WHAT IS BEING ASKED
Reproduce the material below verbatim, beginning with the line that contains "Tag each instance of the camping" and continuing through the line that contains "x=582, y=674", both lines included. Omit any pictures from your reproduction.

DATA
'''
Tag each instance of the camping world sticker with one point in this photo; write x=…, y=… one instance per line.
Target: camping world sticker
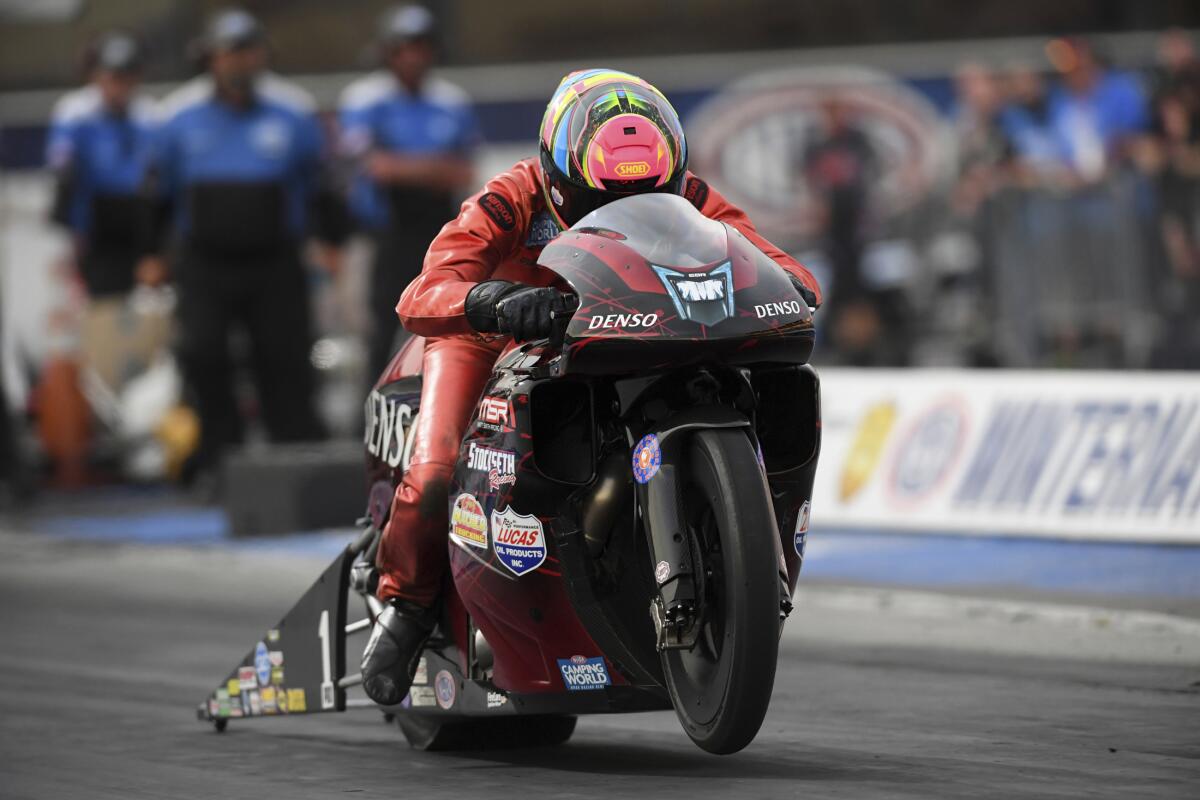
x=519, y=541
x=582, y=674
'''
'''
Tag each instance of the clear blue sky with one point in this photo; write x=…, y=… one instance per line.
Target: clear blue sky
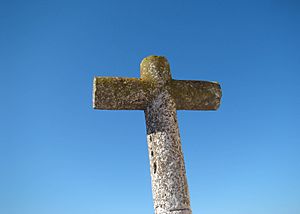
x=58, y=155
'''
'''
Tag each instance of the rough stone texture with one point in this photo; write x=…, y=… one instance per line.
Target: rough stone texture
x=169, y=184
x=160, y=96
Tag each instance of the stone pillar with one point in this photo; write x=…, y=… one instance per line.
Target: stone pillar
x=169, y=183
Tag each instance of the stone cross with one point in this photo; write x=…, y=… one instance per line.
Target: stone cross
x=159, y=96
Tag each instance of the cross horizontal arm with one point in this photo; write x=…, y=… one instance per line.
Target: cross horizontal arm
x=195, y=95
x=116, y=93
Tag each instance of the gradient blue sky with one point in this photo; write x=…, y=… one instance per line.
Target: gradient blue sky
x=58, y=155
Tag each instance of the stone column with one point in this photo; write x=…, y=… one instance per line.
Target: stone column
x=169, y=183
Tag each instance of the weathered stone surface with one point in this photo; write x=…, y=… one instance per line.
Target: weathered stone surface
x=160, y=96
'''
SOLUTION TO THIS EXERCISE
Tag each instance of the camping world sticker with one point in this photo; write x=…, y=… one instance per line.
Target: camping world sticker
x=519, y=541
x=582, y=674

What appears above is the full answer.